** PASSAGE FOR REVIEW **

There is a machine called BiPAP (Bilevel Positive Airway Pressure) that gives every breath that Ellie takes an extra push. Unfortuantley, it has to be strapped securely to Ellie’s head and face creating a seal over her mouth and nose. This is not comfortable for our little “warrior girl” – but she is hanging in there believing us that this too will end. There has been nausea and some vomiting throughout the afternoon, compounding the situation. They do frequent chest x-rays to monitor her lungs and an air pocket was found in the right pleural cavity. This had to be removed (decompressed) through the drain tube in her chest and now will continue to be monitored. It is very hard to maintain a tight seal to an open wound in the chest area – an air leak is always a risk.

Many more critical signs and information are being monitored non-stop to insure that Ellie is successful in breathing for herself. There are numerous procedures to be done by Ellie with the the medical staff and her loving support team in order to maintain all the necessary balances. Her doctor came in early this evening and stated that the first 12 to 24 hours are the most critical for keeping extubation. She said if we get through the night, that is good, and each hour the further out we go, that is BETTER.

I (Loretta) was able to grab moments with Sarah throughout the day to share some of the enouragement and scriptures being sent for Ellie and her family. She again says thank you for your loving support and continued prayers.

Tuesday, April 3rd

It is 4:30 in the morning, east coast time, Ellie seems to be getting physically stronger, however, an unusual twist has taken hold. She appears to be experiencing ICU psychosis. The doctors are working to get her through this – sometimes it just resolves on it’s on. She desperately needs some undisturbed, restful sleep to counter this experience. It has taken John and Sarah and the family to a new level of distress. Please pray for their strength to make it through this night and this next morning. The plan this morning is to stop all meds and once again proceed with the extubation of the breathing tube in Ellie. Yesterday, doctors atttempted to place another tube through Ellie’s nose into her instestines to facilitate better nutritional care. It has taken several attempts and it is still not positioned correctly. They administered some medication to hopefully help the tube seat itself properly in her body. Thank you all for your faithfulness through this experience with us.

Sunday, April 01, 2007

Extubation Attempted

It's one in the morning and this is Loretta attempting to recap the information from this long day (now yesterday) for Sarah. She has been in the PICU all day with Ellie and is with Melanie there tonight. She has no access to the computer.

It was a complex and turbulunt day for all. The day began with the plan to extubate Ellie and then the decision fluxuated throughout the day with low blood pressures, deep sedations, and elevated temperatures. In the morning, we had fluid in one lung and the plan was to work to help Ellie be free of this before she was extubated. It was touch and go most of the day. Finally it was determined that her lungs were clear and the breathing tube could be removed. This happened around 7:30 PM, and for an hour family and medical staff talked and worked with Ellie to help clear her air ways – to cough and adjust to the tube being gone. Ellie worked like a champion – cooperating with multiple requests. In one short hour, after the application of the CPAP mask, the effort failed and Ellie had to be reintubated. We are moving into the night working to balance her blood pressures again (now they are high) and investigating a rising fever.

Sarah & John once again faced incredible challenges and decisions and worked to gird themselves up as they watched Ellie go through all this. Sarah states that the grace of God once again took over for them in so many ways. She said that in all the hard areas there was grace all the way to the end of the day – even for John whose day exceeded 25 hours. Again, she says we can feel all the prays that are keeping us going beyond what we could have imagined. So much so, that today was like yesterday in this regard, except even more so.

** WORK INSTRUCTION 1 **
In the update on Ellie's care, around what time was her breathing tube removed?
** WORK INSTRUCTION 2 **
In the update on Ellie's care, give the stretch from "Extubation Attempted" through "to the computer." again with "PICU" changed to "pediatric ICU".
You won't need the records for this.

** RECORD EXCERPTS **
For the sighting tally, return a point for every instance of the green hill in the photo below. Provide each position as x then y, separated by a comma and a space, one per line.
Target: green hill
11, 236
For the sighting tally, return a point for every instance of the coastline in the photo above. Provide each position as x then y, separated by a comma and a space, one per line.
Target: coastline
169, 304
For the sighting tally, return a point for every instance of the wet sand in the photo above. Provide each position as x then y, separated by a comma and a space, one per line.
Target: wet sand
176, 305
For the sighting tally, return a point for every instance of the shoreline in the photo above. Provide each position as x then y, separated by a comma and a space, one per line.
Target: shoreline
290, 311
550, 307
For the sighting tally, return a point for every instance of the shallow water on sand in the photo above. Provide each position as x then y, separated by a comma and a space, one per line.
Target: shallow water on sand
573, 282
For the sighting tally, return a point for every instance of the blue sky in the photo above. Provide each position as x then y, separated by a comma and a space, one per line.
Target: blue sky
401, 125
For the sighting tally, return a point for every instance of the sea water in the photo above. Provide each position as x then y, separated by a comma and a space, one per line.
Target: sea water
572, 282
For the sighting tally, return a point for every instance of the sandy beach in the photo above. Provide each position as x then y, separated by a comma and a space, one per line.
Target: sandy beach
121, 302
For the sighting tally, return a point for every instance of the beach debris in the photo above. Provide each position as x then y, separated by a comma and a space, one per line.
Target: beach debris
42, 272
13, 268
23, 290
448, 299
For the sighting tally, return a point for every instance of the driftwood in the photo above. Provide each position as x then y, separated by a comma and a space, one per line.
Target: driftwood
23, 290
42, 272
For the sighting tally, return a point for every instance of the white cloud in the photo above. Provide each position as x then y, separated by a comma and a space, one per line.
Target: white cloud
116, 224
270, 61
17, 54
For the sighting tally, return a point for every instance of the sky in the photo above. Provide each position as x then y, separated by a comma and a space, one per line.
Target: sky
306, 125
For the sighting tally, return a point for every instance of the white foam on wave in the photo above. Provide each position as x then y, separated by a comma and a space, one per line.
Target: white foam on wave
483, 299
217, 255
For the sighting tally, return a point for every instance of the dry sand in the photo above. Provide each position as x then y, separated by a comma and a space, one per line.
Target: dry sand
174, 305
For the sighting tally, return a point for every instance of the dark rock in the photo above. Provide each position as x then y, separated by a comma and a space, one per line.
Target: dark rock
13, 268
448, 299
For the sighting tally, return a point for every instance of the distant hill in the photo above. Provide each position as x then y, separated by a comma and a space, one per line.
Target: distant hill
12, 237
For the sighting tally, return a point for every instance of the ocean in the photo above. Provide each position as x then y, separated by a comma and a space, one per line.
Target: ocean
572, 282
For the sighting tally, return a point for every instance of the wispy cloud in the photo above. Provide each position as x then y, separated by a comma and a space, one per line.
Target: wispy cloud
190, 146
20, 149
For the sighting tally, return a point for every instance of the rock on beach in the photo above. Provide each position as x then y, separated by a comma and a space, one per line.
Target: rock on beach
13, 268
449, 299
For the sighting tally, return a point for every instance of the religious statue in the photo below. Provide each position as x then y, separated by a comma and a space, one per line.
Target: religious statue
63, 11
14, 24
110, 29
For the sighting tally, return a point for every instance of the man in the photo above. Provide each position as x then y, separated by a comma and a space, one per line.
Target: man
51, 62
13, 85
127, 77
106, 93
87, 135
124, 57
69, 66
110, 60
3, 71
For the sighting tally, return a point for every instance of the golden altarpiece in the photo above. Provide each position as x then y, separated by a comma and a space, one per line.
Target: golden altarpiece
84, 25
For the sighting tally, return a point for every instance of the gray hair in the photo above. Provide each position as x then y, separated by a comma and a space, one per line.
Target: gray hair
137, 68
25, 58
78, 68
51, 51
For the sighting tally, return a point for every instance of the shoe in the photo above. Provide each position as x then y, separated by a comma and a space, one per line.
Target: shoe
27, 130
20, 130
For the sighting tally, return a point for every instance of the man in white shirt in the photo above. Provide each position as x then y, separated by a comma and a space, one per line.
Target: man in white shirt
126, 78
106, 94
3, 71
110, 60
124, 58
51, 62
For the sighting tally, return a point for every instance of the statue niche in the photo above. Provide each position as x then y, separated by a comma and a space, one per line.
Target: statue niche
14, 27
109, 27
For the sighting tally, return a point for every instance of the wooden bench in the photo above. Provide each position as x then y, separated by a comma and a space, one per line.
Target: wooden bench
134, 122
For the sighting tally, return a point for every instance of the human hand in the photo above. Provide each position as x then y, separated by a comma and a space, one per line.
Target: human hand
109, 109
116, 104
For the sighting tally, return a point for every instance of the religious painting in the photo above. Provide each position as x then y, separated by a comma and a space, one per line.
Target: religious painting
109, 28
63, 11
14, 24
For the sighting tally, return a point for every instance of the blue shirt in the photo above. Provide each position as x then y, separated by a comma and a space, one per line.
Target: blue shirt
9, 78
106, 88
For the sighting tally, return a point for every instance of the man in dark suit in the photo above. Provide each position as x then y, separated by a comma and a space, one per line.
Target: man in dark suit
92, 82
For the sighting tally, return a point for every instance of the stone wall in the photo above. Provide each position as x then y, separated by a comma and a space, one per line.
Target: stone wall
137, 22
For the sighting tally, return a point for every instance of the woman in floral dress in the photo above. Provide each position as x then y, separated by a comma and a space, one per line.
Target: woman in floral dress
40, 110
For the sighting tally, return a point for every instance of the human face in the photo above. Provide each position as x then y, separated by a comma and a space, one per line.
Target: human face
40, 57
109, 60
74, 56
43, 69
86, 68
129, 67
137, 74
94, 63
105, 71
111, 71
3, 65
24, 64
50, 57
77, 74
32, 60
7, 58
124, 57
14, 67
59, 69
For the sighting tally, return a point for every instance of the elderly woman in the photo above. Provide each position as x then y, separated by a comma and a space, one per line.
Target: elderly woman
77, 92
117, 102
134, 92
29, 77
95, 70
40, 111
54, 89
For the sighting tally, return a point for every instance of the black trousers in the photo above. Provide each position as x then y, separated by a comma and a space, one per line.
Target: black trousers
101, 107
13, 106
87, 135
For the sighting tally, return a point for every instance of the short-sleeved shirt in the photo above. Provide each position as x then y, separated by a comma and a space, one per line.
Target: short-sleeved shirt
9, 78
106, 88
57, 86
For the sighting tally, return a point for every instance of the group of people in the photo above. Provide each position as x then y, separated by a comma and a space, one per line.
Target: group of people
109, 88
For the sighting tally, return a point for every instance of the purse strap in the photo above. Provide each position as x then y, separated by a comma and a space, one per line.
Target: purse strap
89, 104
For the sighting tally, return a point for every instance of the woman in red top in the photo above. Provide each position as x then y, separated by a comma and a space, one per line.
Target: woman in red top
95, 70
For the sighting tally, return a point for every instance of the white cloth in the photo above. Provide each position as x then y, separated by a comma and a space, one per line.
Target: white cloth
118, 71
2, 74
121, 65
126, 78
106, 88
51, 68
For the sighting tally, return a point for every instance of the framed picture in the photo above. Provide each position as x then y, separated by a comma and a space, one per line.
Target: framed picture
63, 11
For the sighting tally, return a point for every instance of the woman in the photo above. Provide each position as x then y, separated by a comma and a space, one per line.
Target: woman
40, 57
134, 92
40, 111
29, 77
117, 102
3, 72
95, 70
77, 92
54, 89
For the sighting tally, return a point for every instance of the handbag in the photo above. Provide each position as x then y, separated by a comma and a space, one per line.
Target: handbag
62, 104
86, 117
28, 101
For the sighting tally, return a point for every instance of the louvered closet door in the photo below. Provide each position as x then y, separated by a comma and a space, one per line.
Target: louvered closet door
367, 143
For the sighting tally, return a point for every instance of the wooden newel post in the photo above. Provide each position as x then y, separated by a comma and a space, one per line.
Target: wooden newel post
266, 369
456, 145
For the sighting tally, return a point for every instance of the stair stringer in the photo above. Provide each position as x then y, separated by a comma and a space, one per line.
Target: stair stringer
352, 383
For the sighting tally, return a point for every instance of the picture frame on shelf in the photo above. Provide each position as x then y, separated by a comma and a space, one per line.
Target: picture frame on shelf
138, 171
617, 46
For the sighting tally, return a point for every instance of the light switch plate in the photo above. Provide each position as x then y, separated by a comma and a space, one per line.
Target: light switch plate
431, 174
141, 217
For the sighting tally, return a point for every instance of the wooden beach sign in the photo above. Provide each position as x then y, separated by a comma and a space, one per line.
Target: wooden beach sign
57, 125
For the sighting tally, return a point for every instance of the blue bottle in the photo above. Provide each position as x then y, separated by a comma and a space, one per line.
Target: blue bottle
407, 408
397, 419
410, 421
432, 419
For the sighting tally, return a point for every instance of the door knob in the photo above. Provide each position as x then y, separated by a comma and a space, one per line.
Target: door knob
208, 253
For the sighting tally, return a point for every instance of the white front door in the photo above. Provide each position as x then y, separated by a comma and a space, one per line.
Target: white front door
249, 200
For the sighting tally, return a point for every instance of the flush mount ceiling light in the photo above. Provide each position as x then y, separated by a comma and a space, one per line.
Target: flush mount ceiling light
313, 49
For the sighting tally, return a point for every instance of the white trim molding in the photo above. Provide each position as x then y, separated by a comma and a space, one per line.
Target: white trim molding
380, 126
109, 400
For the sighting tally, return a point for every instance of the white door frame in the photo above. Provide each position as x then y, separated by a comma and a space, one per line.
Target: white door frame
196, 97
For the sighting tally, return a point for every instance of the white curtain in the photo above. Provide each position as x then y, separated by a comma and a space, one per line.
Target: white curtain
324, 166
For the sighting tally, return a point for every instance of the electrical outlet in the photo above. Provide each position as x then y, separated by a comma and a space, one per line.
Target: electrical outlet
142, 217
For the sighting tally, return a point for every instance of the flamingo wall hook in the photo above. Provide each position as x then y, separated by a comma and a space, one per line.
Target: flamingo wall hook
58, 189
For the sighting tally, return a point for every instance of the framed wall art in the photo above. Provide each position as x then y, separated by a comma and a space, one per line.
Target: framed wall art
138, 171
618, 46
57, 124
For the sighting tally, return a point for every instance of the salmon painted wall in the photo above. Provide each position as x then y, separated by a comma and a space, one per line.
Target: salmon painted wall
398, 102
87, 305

** OUTPUT 1 **
Around 7:30 PM.

** OUTPUT 2 **
Extubation Attempted

It's one in the morning and this is Loretta attempting to recap the information from this long day (now yesterday) for Sarah. She has been in the pediatric ICU all day with Ellie and is with Melanie there tonight. She has no access to the computer.